◆ **REQUIRED TASK**: Reproduce every one of the records below verbatim, keeping each line unchanged.

◆ **TASK INPUT**:
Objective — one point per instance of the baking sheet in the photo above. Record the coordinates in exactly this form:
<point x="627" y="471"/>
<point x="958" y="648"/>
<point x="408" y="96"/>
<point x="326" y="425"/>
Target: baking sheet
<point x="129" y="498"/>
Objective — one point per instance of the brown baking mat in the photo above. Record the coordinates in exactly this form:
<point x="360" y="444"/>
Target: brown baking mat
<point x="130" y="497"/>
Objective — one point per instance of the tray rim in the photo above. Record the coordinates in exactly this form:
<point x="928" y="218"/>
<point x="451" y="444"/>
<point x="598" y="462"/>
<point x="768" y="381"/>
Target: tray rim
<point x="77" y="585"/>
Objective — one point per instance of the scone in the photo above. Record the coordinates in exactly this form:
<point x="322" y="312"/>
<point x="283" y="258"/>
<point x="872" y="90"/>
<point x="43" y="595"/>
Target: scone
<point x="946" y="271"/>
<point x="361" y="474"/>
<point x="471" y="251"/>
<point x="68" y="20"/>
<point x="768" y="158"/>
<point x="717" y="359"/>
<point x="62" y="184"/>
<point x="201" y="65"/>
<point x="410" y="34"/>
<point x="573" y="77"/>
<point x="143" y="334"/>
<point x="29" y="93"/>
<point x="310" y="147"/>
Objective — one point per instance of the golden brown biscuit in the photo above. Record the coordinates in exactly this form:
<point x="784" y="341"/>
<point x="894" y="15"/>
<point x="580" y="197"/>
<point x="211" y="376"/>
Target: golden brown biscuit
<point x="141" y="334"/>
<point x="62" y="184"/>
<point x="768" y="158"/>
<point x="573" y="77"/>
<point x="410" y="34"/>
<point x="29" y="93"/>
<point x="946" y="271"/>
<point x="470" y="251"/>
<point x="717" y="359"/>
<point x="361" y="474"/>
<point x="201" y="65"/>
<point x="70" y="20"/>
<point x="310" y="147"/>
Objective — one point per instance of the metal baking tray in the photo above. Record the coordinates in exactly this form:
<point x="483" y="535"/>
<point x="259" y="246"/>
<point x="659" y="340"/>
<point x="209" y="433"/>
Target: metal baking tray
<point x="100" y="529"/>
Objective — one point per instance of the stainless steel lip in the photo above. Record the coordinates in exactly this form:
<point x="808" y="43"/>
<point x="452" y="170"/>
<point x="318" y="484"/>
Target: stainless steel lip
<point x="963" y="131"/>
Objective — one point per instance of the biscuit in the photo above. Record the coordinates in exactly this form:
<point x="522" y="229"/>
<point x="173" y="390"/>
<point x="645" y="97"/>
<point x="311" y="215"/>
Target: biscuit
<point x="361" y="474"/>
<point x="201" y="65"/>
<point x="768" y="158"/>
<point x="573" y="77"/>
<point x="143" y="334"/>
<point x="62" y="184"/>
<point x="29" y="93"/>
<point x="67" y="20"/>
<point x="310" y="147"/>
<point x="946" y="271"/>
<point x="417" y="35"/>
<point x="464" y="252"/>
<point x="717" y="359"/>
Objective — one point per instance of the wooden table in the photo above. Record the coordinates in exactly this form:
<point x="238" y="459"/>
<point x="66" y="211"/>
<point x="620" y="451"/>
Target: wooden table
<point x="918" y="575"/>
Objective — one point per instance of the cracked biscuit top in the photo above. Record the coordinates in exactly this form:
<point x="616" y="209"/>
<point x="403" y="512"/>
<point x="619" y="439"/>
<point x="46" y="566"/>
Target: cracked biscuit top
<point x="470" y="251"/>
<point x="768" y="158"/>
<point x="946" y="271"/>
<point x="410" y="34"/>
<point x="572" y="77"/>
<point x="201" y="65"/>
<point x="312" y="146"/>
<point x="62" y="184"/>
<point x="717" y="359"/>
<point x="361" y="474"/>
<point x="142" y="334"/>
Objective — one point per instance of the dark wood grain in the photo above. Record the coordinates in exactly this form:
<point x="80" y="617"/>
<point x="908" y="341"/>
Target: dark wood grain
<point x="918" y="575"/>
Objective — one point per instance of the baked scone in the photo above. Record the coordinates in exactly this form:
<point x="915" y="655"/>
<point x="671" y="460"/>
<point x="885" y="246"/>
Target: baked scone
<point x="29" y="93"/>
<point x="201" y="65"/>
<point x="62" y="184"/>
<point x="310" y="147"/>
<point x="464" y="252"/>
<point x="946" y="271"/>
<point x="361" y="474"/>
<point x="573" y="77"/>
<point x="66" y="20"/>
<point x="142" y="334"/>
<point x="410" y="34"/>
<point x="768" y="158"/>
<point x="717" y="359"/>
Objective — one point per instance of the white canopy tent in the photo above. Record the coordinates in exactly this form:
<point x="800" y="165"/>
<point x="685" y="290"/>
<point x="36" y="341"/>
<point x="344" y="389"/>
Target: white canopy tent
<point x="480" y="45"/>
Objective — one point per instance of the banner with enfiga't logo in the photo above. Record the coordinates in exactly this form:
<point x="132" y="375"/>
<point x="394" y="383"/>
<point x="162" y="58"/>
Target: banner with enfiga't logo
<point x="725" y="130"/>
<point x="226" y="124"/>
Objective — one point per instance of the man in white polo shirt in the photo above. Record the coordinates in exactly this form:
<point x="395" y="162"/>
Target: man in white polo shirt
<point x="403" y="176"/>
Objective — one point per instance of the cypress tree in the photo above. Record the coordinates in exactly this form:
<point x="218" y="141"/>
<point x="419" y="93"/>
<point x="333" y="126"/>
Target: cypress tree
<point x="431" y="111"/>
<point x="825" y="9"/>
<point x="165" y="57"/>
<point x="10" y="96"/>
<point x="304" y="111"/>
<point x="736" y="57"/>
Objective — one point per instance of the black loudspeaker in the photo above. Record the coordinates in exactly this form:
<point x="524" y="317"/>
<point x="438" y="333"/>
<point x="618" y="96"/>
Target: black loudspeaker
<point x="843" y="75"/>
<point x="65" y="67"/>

◆ **REPLY TO THE TASK**:
Objective — one point per instance of the baking sheet in the photo above. Record the coordinates in exactly this form:
<point x="627" y="471"/>
<point x="958" y="648"/>
<point x="408" y="96"/>
<point x="326" y="425"/>
Target: baking sheet
<point x="129" y="498"/>
Objective — one point per instance of the brown baking mat in the photo above. Record the coordinates in exactly this form:
<point x="360" y="444"/>
Target: brown baking mat
<point x="130" y="497"/>
Objective — one point per instance of the tray rim in the photo above. Record the coordinates in exactly this form:
<point x="928" y="218"/>
<point x="451" y="444"/>
<point x="598" y="462"/>
<point x="768" y="381"/>
Target: tray rim
<point x="77" y="585"/>
Objective — one point per instance of the scone in the photo above. Record the coordinates in exactly this form:
<point x="322" y="312"/>
<point x="283" y="258"/>
<point x="872" y="90"/>
<point x="43" y="595"/>
Target: scone
<point x="946" y="271"/>
<point x="361" y="474"/>
<point x="471" y="251"/>
<point x="68" y="20"/>
<point x="768" y="158"/>
<point x="717" y="359"/>
<point x="62" y="184"/>
<point x="201" y="65"/>
<point x="410" y="34"/>
<point x="573" y="77"/>
<point x="143" y="334"/>
<point x="29" y="93"/>
<point x="310" y="147"/>
Objective — one point per instance of the golden brown biscuit in the photo above. Record the coordinates in exactly this form:
<point x="784" y="341"/>
<point x="894" y="15"/>
<point x="580" y="197"/>
<point x="211" y="376"/>
Target: golden brown biscuit
<point x="141" y="334"/>
<point x="62" y="184"/>
<point x="768" y="158"/>
<point x="573" y="77"/>
<point x="410" y="34"/>
<point x="29" y="93"/>
<point x="946" y="271"/>
<point x="470" y="251"/>
<point x="717" y="359"/>
<point x="361" y="474"/>
<point x="201" y="65"/>
<point x="70" y="20"/>
<point x="310" y="147"/>
Objective — one point per instance of the metal baking tray in the photo above. Record the coordinates in exactly this form:
<point x="483" y="535"/>
<point x="259" y="246"/>
<point x="659" y="340"/>
<point x="209" y="433"/>
Target: metal baking tray
<point x="100" y="529"/>
Objective — one point per instance of the stainless steel lip in the photo above. Record the coordinates in exactly this form:
<point x="808" y="43"/>
<point x="452" y="170"/>
<point x="318" y="484"/>
Target: stainless steel lip
<point x="963" y="131"/>
Objective — one point per instance of the biscuit in the photo above. Record the coordinates in exactly this form:
<point x="522" y="229"/>
<point x="173" y="390"/>
<point x="645" y="97"/>
<point x="311" y="215"/>
Target: biscuit
<point x="361" y="474"/>
<point x="201" y="65"/>
<point x="768" y="158"/>
<point x="573" y="77"/>
<point x="143" y="334"/>
<point x="62" y="184"/>
<point x="29" y="93"/>
<point x="67" y="20"/>
<point x="310" y="147"/>
<point x="946" y="271"/>
<point x="417" y="35"/>
<point x="464" y="252"/>
<point x="717" y="359"/>
Objective — one point per instance of the wooden table in the photo above. Record the coordinates in exactly this form:
<point x="238" y="459"/>
<point x="66" y="211"/>
<point x="620" y="451"/>
Target: wooden table
<point x="918" y="575"/>
Objective — one point per instance of the cracked biscuit top in the photo above. Record the coordinates in exactly this form:
<point x="616" y="209"/>
<point x="403" y="512"/>
<point x="619" y="439"/>
<point x="46" y="566"/>
Target: cracked biscuit top
<point x="470" y="251"/>
<point x="768" y="158"/>
<point x="946" y="271"/>
<point x="410" y="34"/>
<point x="572" y="77"/>
<point x="201" y="65"/>
<point x="312" y="146"/>
<point x="62" y="184"/>
<point x="717" y="359"/>
<point x="361" y="474"/>
<point x="142" y="334"/>
Objective — one point per instance of the dark wood grain in the photo above. Record the coordinates in exactly this form:
<point x="80" y="617"/>
<point x="908" y="341"/>
Target: dark wood grain
<point x="918" y="575"/>
Objective — one point per instance of the baked scone in the photo above. Record the coordinates in exactly this form:
<point x="915" y="655"/>
<point x="671" y="460"/>
<point x="885" y="246"/>
Target: baked scone
<point x="29" y="93"/>
<point x="201" y="65"/>
<point x="62" y="184"/>
<point x="310" y="147"/>
<point x="464" y="252"/>
<point x="946" y="271"/>
<point x="361" y="474"/>
<point x="573" y="77"/>
<point x="66" y="20"/>
<point x="142" y="334"/>
<point x="410" y="34"/>
<point x="768" y="158"/>
<point x="717" y="359"/>
Objective — one point per instance of the white canopy tent in the photo above. Record the coordinates in exactly this form:
<point x="800" y="165"/>
<point x="685" y="290"/>
<point x="36" y="341"/>
<point x="344" y="389"/>
Target: white canopy tent
<point x="480" y="45"/>
Objective — one point per instance of the banner with enfiga't logo in the photo above. Record the coordinates in exactly this form:
<point x="132" y="375"/>
<point x="394" y="383"/>
<point x="162" y="58"/>
Target: banner with enfiga't logo
<point x="725" y="130"/>
<point x="226" y="124"/>
Objective — one point per instance of the man in white polo shirt in the photo above. Record the coordinates in exactly this form:
<point x="395" y="162"/>
Target: man in white polo shirt
<point x="403" y="176"/>
Objective — one point per instance of the cypress tree in the photo above. Record the coordinates in exactly this form:
<point x="218" y="141"/>
<point x="419" y="93"/>
<point x="333" y="126"/>
Target: cypress tree
<point x="431" y="111"/>
<point x="825" y="9"/>
<point x="165" y="57"/>
<point x="10" y="96"/>
<point x="304" y="111"/>
<point x="736" y="57"/>
Objective — one point per instance of the black loudspeaker in the photo above. Record the coordinates in exactly this form:
<point x="524" y="317"/>
<point x="438" y="333"/>
<point x="618" y="96"/>
Target: black loudspeaker
<point x="843" y="75"/>
<point x="65" y="67"/>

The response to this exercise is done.